Stated problem =
Pick out every line in the records below that contains the string "dark", and copy each of those lines. Case counts when matching.

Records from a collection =
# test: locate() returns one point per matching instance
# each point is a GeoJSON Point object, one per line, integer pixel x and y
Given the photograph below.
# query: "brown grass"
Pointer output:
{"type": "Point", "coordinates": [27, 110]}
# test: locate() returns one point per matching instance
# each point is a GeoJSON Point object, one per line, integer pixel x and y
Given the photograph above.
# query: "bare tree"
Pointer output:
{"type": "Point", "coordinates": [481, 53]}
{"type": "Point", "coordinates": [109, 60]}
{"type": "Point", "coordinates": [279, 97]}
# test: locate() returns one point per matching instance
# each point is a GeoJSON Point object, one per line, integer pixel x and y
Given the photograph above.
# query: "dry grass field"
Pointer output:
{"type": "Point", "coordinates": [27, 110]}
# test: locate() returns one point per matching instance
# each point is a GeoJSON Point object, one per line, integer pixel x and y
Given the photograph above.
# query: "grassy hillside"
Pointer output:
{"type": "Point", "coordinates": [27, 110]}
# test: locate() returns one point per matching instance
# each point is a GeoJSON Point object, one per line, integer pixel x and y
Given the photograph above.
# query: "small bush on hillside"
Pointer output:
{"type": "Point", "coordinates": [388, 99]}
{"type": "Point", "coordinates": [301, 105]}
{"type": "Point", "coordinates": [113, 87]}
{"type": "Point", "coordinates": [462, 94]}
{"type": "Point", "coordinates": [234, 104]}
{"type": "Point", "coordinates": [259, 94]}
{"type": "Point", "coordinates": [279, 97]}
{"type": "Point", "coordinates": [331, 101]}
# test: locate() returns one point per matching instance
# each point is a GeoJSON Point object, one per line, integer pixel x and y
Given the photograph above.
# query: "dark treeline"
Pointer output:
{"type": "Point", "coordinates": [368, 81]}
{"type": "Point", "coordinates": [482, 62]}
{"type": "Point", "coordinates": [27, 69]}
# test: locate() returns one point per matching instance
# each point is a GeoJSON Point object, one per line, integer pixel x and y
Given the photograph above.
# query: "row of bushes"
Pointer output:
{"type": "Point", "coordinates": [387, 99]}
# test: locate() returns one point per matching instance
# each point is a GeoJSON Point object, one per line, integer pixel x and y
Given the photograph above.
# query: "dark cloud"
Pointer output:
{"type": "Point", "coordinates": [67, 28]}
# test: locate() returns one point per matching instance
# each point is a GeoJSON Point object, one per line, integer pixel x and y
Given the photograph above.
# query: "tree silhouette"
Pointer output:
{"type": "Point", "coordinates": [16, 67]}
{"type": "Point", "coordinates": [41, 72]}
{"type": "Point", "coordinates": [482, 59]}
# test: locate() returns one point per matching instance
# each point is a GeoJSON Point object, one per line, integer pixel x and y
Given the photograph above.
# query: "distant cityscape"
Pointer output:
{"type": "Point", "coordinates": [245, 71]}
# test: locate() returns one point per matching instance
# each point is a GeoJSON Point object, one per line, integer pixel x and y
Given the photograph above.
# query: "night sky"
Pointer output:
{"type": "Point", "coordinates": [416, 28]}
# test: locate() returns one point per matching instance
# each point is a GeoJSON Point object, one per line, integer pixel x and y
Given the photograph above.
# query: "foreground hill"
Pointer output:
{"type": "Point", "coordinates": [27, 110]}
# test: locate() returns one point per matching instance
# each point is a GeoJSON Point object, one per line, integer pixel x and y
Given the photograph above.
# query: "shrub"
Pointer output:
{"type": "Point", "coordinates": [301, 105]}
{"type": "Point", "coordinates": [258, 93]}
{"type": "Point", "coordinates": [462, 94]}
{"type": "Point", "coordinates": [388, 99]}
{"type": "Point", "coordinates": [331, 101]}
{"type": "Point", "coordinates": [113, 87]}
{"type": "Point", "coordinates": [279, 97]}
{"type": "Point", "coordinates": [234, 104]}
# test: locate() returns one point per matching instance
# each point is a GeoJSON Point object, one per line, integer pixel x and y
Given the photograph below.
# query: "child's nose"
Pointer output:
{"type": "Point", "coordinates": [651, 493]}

Worked solution =
# query: "dark treeline"
# query: "dark cloud"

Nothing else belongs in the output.